### INSTRUCTION
Copy all of the material below line for line, changing nothing.

%%

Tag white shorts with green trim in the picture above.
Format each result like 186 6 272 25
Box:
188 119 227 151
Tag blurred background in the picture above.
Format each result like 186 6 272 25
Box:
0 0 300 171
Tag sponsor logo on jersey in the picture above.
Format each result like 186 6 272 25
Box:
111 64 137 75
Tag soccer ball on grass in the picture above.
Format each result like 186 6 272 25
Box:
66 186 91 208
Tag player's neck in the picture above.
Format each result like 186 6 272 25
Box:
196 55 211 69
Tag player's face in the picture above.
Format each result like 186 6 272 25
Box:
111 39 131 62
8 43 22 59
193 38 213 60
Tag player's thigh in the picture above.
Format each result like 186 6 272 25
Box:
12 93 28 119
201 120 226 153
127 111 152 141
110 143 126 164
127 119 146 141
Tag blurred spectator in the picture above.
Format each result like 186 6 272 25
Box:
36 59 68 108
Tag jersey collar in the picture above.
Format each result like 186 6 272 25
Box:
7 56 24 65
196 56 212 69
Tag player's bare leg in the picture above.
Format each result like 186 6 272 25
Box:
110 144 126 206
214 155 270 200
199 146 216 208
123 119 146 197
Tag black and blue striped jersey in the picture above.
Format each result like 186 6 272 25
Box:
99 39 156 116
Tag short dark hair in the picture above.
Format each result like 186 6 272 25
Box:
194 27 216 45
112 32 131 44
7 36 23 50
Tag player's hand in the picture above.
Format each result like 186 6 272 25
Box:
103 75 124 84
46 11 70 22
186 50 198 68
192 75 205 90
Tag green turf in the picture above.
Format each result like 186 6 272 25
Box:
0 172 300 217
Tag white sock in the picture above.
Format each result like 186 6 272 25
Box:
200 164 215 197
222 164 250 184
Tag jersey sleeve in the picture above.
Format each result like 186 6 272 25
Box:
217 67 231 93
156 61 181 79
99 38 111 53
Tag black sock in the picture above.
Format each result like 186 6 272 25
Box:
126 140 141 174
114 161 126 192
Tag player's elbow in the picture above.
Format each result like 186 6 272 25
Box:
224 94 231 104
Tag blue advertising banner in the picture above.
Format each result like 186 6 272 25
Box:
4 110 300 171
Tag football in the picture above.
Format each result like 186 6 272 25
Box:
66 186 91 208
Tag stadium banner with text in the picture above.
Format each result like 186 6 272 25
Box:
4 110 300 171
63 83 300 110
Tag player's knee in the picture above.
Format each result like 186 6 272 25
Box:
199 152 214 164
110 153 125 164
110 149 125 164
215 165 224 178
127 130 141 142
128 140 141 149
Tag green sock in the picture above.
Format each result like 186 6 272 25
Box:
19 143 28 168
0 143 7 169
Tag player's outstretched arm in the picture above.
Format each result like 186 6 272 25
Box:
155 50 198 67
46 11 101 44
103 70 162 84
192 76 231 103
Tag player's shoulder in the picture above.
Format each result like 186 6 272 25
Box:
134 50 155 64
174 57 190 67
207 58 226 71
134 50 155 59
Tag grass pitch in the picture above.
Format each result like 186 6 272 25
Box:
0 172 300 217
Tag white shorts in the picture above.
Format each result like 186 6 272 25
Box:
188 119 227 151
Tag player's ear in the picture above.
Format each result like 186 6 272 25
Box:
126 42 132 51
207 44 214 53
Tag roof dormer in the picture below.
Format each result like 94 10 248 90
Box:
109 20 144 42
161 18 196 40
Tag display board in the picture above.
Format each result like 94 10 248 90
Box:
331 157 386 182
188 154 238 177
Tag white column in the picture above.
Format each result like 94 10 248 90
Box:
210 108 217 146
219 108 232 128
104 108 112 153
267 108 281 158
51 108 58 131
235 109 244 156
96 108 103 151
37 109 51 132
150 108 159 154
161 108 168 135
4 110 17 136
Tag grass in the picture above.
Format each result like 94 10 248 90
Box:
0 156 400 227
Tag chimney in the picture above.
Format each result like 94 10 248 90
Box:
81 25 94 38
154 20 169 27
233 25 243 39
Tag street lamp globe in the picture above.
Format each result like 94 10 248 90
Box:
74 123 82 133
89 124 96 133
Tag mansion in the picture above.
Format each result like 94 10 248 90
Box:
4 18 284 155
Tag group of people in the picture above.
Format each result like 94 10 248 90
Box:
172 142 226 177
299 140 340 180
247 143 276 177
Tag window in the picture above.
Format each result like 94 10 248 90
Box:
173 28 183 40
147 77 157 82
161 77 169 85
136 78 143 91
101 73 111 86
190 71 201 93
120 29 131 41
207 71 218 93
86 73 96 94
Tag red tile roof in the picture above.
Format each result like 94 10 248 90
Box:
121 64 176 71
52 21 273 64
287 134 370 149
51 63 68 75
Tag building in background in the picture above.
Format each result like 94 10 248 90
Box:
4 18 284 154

%%

### RESULT FOR THIS EXERCISE
Tag white shorts with green trim in the picture above.
Format each result like 186 6 272 25
Box:
188 119 227 151
Tag blurred background in the picture above.
Format each result like 186 6 272 25
Box:
0 0 300 171
Tag sponsor logo on jersey in the picture above.
Format each result like 186 6 272 25
Box:
111 64 137 75
Tag soccer ball on grass in the picture above.
Format each result like 186 6 272 25
Box:
66 186 91 208
Tag player's neck in the picture above.
Format each result like 186 6 272 25
Box:
196 55 211 69
Tag player's face in the picture above.
Format each result like 186 6 272 25
Box:
111 39 131 62
8 43 22 59
193 38 213 60
Tag player's thigh in the picture above.
Format each result like 186 6 272 25
Box:
12 93 28 119
201 120 226 153
127 111 152 141
110 143 126 164
127 119 146 141
Tag blurred spectator in the picture above.
Format each result like 186 6 272 25
Box:
36 59 68 108
Tag jersey collar in the picture above.
Format each result like 186 6 272 25
Box:
7 56 24 65
196 56 212 69
Tag player's bare leg in the picture above.
Format each result like 186 6 272 25
Box:
110 144 126 206
214 155 270 200
199 146 216 208
123 119 146 197
Tag black and blue striped jersey in the picture above.
Format each result like 186 6 272 25
Box:
99 39 156 116
Tag short dark hair in the picture above.
Format each result like 186 6 272 25
Box:
194 27 216 45
112 32 131 44
7 36 23 50
Tag player's hand in the picture above.
Format each result like 186 6 272 25
Box:
103 75 124 84
46 11 70 22
186 50 198 68
192 75 205 90
Tag green turf in the picture above.
Format each result like 186 6 272 25
Box:
0 172 300 217
Tag white sock in the picture above.
Format each result like 186 6 272 25
Box:
200 164 215 197
222 164 250 184
Tag jersey sleeve in the picture above.
Format each result like 186 6 272 25
Box:
217 67 231 93
156 61 181 79
99 38 111 53
Tag black sock in the picture above.
Format each result like 186 6 272 25
Box:
126 140 141 174
114 161 126 192
Tag player's elbow in the picture above.
Format each result like 186 6 272 25
Box:
224 94 231 104
Tag blue advertising banner in the picture above.
Format each result like 186 6 272 25
Box:
4 110 300 171
Tag football in the picture above.
Format each result like 186 6 272 25
Box:
66 186 91 208
Tag stadium banner with text in the picture above.
Format each result like 186 6 272 25
Box:
4 110 300 171
63 83 300 110
Tag player's knee in the picture above.
Format each result like 186 6 272 25
Box:
199 152 214 164
110 153 125 164
110 149 125 164
215 165 224 178
127 130 141 142
128 140 141 149
Tag green sock in the picture above.
Format each result like 186 6 272 25
Box:
19 143 28 168
0 143 7 169
Tag player's outstretched arm in the picture above.
Format each result like 186 6 272 25
Box:
155 50 198 67
46 11 101 44
103 70 162 84
192 76 231 103
Tag player's shoulder in the picture above.
Format each result like 186 6 272 25
Box:
134 50 155 64
174 57 190 67
207 58 226 71
134 50 155 59
Tag grass pitch in the picture above.
Format each result like 186 6 272 25
Box:
0 172 300 217
Tag white shorts in the picture above.
Format each result like 186 6 272 25
Box:
188 119 227 151
Tag player's ear in the picture above.
Format each result like 186 6 272 25
Box:
126 42 132 51
207 44 214 53
Tag roof dormer in the picture below.
Format each result like 94 10 248 90
Box:
109 20 144 42
161 18 196 40
Tag display board in the picture above.
Format each result like 94 10 248 90
Box:
331 157 386 182
188 154 238 177
Tag white column in the picture above.
Format each result like 94 10 248 90
Box:
210 108 217 146
219 108 232 128
104 108 112 153
267 108 281 158
51 108 58 131
235 109 244 156
96 108 103 151
37 109 51 132
150 108 159 154
161 108 168 135
4 110 17 136
Tag grass in the picture above.
Format each result like 94 10 248 90
Box:
0 156 400 227
Tag chimney in the picture above.
Format each result like 94 10 248 90
Box:
81 25 94 38
154 20 169 27
233 25 243 39
Tag street lamp globe in the picture above.
Format each result like 94 10 248 90
Box:
74 123 82 133
89 124 96 133
Tag mansion in the picture above.
Format each result like 94 10 248 90
Box:
4 18 284 155
Tag group of people in the picture above.
Format each result like 94 10 248 90
Box:
172 142 226 177
299 140 340 180
247 143 276 177
Tag window in the picture above.
Format each result like 94 10 248 90
Box:
173 28 183 40
147 77 157 82
161 77 169 85
136 78 143 91
101 73 111 86
190 71 201 93
120 29 131 41
207 71 218 93
86 73 96 94
Tag red tile roof in the picture above.
Format each result like 94 10 248 90
Box:
121 64 176 71
52 21 273 64
287 134 370 149
51 63 68 75
Tag building in background in the picture above.
Format each result like 94 10 248 90
Box:
4 18 284 154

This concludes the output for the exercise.